(Goal of the exercise)
The line with "Can you see the green algae" and each line following it, up to the final line of the data, should be set down exactly; pictures stay out.
__________
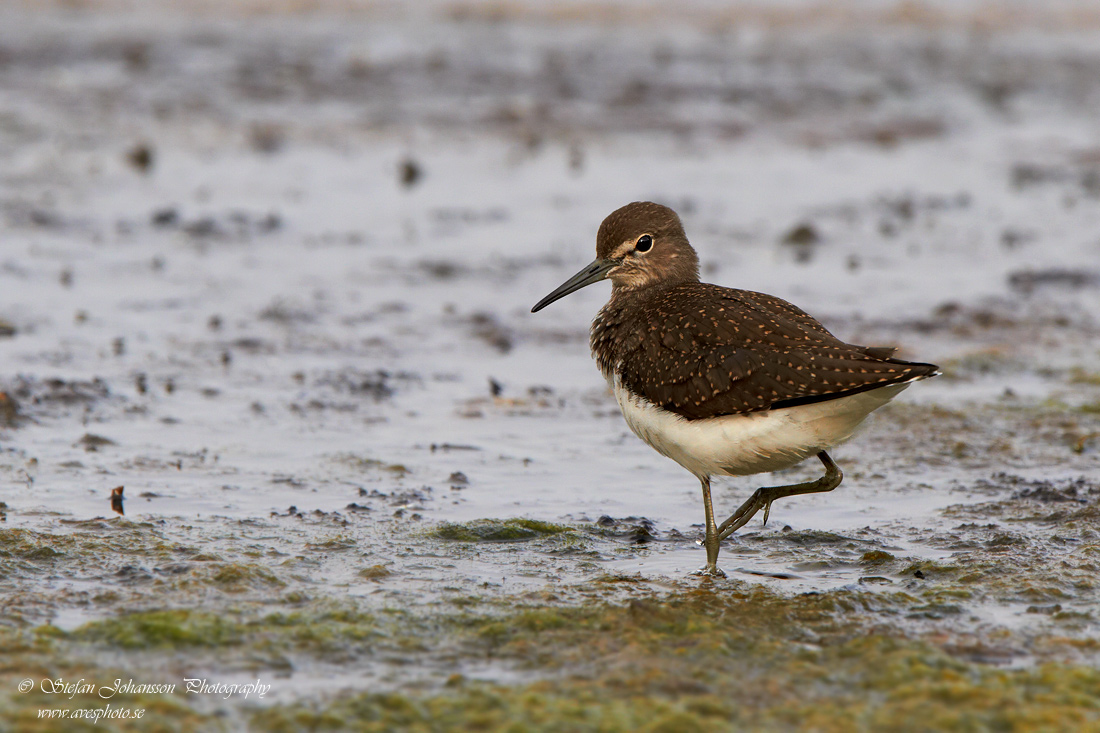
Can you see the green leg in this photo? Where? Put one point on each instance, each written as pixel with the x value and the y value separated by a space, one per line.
pixel 712 540
pixel 762 499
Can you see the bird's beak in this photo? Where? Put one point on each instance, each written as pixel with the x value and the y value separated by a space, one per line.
pixel 593 273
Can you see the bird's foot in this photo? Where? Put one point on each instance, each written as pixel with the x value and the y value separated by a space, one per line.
pixel 710 570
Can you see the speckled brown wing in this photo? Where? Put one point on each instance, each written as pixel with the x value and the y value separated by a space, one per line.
pixel 704 351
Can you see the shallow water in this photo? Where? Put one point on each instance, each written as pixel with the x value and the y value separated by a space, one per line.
pixel 317 295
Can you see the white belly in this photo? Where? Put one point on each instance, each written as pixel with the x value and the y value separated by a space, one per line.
pixel 756 442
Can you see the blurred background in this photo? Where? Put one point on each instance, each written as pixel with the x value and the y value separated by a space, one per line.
pixel 268 265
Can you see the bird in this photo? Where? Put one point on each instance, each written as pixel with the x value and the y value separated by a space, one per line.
pixel 724 381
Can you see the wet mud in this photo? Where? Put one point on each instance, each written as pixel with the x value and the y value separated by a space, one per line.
pixel 273 404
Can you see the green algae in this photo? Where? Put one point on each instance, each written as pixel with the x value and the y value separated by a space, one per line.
pixel 174 628
pixel 490 531
pixel 697 659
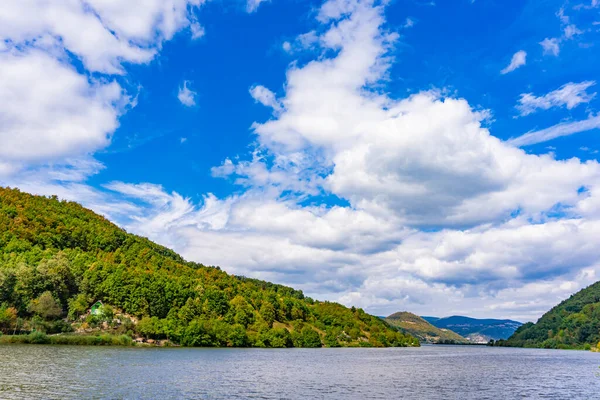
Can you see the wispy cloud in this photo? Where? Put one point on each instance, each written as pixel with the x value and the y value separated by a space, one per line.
pixel 569 95
pixel 551 46
pixel 186 96
pixel 558 130
pixel 518 60
pixel 252 5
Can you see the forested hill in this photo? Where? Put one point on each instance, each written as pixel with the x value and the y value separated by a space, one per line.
__________
(Response to this exercise)
Can you see the green algae in this photo? Where? Put one point on each instance, each written as pixel with the x value and the y value separated by a space, one per line.
pixel 174 628
pixel 490 531
pixel 697 659
Can you see the wispy cloud in this photo? Where? Put one point on each instance, each written as pixel with the x value and the y value separated by a space, one per line.
pixel 569 95
pixel 551 46
pixel 186 96
pixel 558 130
pixel 518 60
pixel 252 5
Can you see the forested hill in this photo? Where? Put one point on each instance, each written as pixel with the x value and the y value separated by a space, one per line.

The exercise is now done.